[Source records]
------------------------------------------------------------------------
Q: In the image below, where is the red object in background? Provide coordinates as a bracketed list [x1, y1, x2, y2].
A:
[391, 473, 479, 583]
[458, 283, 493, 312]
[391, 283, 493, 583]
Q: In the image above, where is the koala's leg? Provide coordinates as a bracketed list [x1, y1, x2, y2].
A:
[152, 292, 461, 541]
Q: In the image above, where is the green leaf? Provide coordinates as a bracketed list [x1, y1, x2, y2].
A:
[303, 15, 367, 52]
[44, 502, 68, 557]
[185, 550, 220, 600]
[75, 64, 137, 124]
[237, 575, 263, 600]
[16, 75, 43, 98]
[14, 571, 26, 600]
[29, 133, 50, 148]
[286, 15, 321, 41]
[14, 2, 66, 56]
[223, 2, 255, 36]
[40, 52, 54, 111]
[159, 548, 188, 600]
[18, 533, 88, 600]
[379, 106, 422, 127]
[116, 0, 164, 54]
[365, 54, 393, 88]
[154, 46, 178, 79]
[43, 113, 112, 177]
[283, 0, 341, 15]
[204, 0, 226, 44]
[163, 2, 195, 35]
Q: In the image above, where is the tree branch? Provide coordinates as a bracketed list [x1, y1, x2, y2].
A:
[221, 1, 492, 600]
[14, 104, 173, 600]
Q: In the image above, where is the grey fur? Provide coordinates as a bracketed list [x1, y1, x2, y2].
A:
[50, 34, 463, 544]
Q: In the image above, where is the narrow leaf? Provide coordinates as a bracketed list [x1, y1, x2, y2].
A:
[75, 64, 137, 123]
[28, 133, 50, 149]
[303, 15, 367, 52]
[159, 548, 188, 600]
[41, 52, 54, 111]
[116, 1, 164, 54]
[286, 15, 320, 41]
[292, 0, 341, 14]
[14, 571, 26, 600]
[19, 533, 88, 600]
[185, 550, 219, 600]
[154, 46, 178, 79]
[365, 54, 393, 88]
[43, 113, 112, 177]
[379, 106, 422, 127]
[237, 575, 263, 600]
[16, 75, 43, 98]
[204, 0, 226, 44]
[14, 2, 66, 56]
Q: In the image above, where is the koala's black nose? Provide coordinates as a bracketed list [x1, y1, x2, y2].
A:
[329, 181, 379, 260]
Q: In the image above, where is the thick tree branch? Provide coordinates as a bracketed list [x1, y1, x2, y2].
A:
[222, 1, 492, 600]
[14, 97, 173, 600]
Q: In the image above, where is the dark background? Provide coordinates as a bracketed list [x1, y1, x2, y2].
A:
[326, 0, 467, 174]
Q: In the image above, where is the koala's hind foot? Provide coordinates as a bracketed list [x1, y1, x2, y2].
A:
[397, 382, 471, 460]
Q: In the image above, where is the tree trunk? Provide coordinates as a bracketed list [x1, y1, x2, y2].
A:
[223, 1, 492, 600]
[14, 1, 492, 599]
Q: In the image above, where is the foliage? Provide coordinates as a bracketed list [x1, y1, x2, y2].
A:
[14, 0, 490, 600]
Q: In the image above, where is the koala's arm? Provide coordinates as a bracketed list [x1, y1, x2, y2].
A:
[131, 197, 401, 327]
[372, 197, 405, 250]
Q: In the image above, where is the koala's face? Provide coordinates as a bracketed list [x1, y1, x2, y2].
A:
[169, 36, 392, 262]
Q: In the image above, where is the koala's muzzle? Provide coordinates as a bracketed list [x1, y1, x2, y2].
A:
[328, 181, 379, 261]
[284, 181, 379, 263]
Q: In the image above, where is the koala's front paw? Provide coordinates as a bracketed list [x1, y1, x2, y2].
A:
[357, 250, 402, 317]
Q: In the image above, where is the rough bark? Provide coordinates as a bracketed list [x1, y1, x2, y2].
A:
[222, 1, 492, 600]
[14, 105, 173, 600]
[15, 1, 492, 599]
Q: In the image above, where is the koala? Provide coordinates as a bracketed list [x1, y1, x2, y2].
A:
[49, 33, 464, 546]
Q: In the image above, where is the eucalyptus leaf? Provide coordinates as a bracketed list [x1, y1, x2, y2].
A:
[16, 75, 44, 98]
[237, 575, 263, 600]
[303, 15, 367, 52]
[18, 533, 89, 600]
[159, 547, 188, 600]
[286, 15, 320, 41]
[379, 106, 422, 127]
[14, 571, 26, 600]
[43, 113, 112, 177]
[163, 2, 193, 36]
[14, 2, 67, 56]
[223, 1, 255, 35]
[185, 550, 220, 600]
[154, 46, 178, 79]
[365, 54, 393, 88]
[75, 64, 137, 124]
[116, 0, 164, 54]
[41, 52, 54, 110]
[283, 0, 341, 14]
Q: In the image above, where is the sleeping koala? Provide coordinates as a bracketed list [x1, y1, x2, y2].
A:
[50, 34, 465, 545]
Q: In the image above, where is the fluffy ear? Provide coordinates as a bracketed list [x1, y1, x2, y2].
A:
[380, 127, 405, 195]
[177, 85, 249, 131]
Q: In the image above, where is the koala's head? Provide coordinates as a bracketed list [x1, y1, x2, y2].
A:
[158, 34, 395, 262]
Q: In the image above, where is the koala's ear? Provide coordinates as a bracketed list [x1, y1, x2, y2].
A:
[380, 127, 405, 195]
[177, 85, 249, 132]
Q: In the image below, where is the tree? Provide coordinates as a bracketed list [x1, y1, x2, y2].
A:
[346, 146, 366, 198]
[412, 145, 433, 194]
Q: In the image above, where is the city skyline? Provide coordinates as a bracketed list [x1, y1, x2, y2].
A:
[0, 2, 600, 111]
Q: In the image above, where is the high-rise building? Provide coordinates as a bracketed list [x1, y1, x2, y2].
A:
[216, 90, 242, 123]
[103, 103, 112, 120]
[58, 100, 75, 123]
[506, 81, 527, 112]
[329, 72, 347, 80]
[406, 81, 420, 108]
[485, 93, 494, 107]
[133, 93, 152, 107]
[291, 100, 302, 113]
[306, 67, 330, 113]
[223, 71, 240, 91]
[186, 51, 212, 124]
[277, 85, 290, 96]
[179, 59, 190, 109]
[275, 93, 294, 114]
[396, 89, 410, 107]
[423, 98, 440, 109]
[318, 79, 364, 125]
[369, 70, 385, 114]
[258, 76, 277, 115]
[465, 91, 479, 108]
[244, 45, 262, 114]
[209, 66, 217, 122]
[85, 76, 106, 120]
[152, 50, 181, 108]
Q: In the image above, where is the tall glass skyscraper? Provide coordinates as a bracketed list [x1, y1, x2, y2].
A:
------------------------------------------------------------------------
__Exercise goal__.
Transcribe the whole listing with nothing added or left out.

__Result__.
Q: In the image below, where is the red object in background? Provide coordinates as a bracketed list [x1, y1, x2, y2].
A:
[391, 473, 479, 583]
[458, 283, 493, 312]
[391, 283, 493, 583]
Q: In the image above, where is the koala's leg? Provide coordinates as a bracketed list [x1, y1, x2, y2].
A:
[152, 292, 461, 541]
Q: In the image above, where is the green leaf? Provide coordinates as a bracketed list [x1, y1, x2, y2].
A:
[303, 15, 367, 52]
[44, 502, 68, 557]
[185, 550, 220, 600]
[75, 64, 137, 124]
[237, 575, 263, 600]
[16, 75, 43, 98]
[14, 571, 26, 600]
[29, 133, 50, 148]
[286, 15, 321, 41]
[14, 2, 66, 56]
[223, 2, 255, 36]
[40, 52, 54, 111]
[159, 548, 188, 600]
[18, 533, 88, 600]
[379, 106, 422, 127]
[116, 0, 164, 54]
[365, 54, 393, 88]
[154, 46, 178, 79]
[43, 113, 112, 177]
[283, 0, 341, 15]
[204, 0, 226, 44]
[163, 2, 195, 35]
Q: In the image above, where is the tree branch? Provide coordinates as a bracketed list [x1, y1, x2, y2].
A:
[221, 1, 492, 600]
[14, 104, 173, 600]
Q: In the image above, where is the grey fur? Provide coordinates as a bracketed list [x1, y1, x2, y2].
A:
[50, 34, 463, 544]
Q: In the image above, where is the narrow leaf? Provide coordinates as a bracketed list [x1, y1, x2, y2].
A:
[75, 64, 137, 123]
[28, 133, 50, 149]
[303, 15, 367, 52]
[159, 548, 188, 600]
[41, 52, 54, 111]
[116, 1, 164, 54]
[286, 15, 320, 41]
[292, 0, 341, 14]
[14, 571, 26, 600]
[19, 533, 88, 600]
[185, 550, 219, 600]
[154, 46, 178, 79]
[365, 54, 393, 88]
[43, 113, 112, 177]
[379, 106, 422, 127]
[237, 575, 263, 600]
[16, 75, 43, 98]
[204, 0, 226, 44]
[14, 2, 66, 56]
Q: In the image above, where is the koala's black nose? Provide coordinates as a bracketed list [x1, y1, x2, y2].
A:
[329, 181, 379, 260]
Q: In the image above, where is the thick tree branch? Provide coordinates as a bracketed list [x1, y1, x2, y2].
A:
[222, 1, 492, 600]
[14, 97, 173, 600]
Q: In the image above, where is the dark background? Provide coordinates as a bracketed list [x1, y1, x2, y2].
A:
[326, 0, 467, 174]
Q: In the image above, where is the koala's hind foot? Provide coordinates as a bracketed list [x1, y1, x2, y2].
A:
[397, 382, 471, 460]
Q: In the image above, where is the tree trunk? Provide coordinates as a bracketed list [x1, y1, x2, y2].
A:
[223, 1, 492, 600]
[14, 1, 492, 599]
Q: In the image above, where is the foliage? Provide coordinates as a bracketed list [x1, y1, x2, y2].
A:
[14, 0, 490, 600]
Q: In the image above, where is the koala's arm? Provide coordinates as a bracketed list [x1, y1, x2, y2].
A:
[131, 197, 401, 327]
[372, 197, 405, 250]
Q: In the image above, where is the koala's face? Provide coordinates as a bracketed list [x1, y1, x2, y2].
A:
[169, 36, 392, 262]
Q: In the image above, where is the koala's muzzle? Provide coordinates as a bracketed list [x1, y1, x2, y2].
A:
[328, 181, 379, 261]
[284, 181, 379, 263]
Q: In the image above, where is the koala's front paw? Provide coordinates as a bracketed list [x1, y1, x2, y2].
A:
[357, 250, 402, 317]
Q: In the image above, where is the rough bark? Provide coordinates as a bracketed list [x1, y1, x2, y2].
A:
[222, 1, 492, 600]
[14, 105, 173, 600]
[15, 1, 492, 599]
Q: In the image above, where is the koala? Provide coordinates as a bracketed list [x1, y1, x2, y2].
A:
[49, 33, 464, 546]
Q: In the image above, where is the eucalyptus leaf? Provide coordinates as a bracketed list [x1, y1, x2, y2].
A:
[16, 75, 44, 98]
[237, 575, 263, 600]
[303, 15, 367, 52]
[18, 533, 89, 600]
[159, 547, 188, 600]
[286, 15, 320, 41]
[379, 106, 422, 127]
[14, 571, 26, 600]
[43, 113, 112, 177]
[163, 2, 193, 36]
[14, 2, 67, 56]
[223, 1, 255, 35]
[185, 550, 220, 600]
[154, 46, 178, 79]
[365, 54, 393, 88]
[75, 64, 137, 124]
[116, 0, 164, 54]
[41, 52, 54, 110]
[283, 0, 341, 14]
Q: In the image above, where is the sleeping koala? Provide coordinates as a bracketed list [x1, y1, x2, y2].
A:
[50, 34, 465, 545]
Q: In the image above, where is the fluffy ear? Provide coordinates as a bracketed list [x1, y1, x2, y2].
A:
[380, 127, 405, 195]
[177, 85, 249, 131]
Q: In the image above, where is the koala's head? Provide coordinates as a bracketed list [x1, y1, x2, y2].
A:
[158, 34, 395, 262]
Q: In the image above, where is the koala's ear? Provide coordinates as a bracketed list [x1, y1, x2, y2].
A:
[380, 127, 405, 195]
[177, 85, 249, 132]
Q: In the image below, where is the tree? Provide coordinates as a bracketed list [x1, y1, x2, y2].
A:
[346, 146, 366, 198]
[412, 145, 433, 194]
Q: In the image above, where is the city skyline? Provide coordinates as a bracketed list [x1, y1, x2, y2].
A:
[0, 2, 600, 111]
Q: In the image above, where is the high-rise building? Provide coordinates as a bracketed list [x1, y1, x2, y2].
A:
[216, 90, 242, 123]
[103, 103, 112, 120]
[58, 100, 75, 123]
[506, 81, 527, 112]
[329, 72, 347, 80]
[406, 81, 420, 108]
[485, 93, 494, 107]
[133, 93, 152, 107]
[291, 100, 302, 113]
[306, 67, 330, 113]
[223, 71, 240, 91]
[186, 51, 212, 124]
[277, 85, 290, 96]
[179, 59, 190, 109]
[275, 93, 294, 114]
[396, 89, 410, 107]
[423, 98, 440, 109]
[318, 79, 364, 125]
[369, 70, 385, 114]
[258, 76, 277, 115]
[465, 91, 479, 108]
[244, 45, 262, 114]
[209, 66, 217, 122]
[85, 76, 106, 120]
[152, 50, 181, 108]
Q: In the image above, where is the tall glass skyscraper? Provide coordinates as a bracketed list [x1, y1, x2, y2].
A:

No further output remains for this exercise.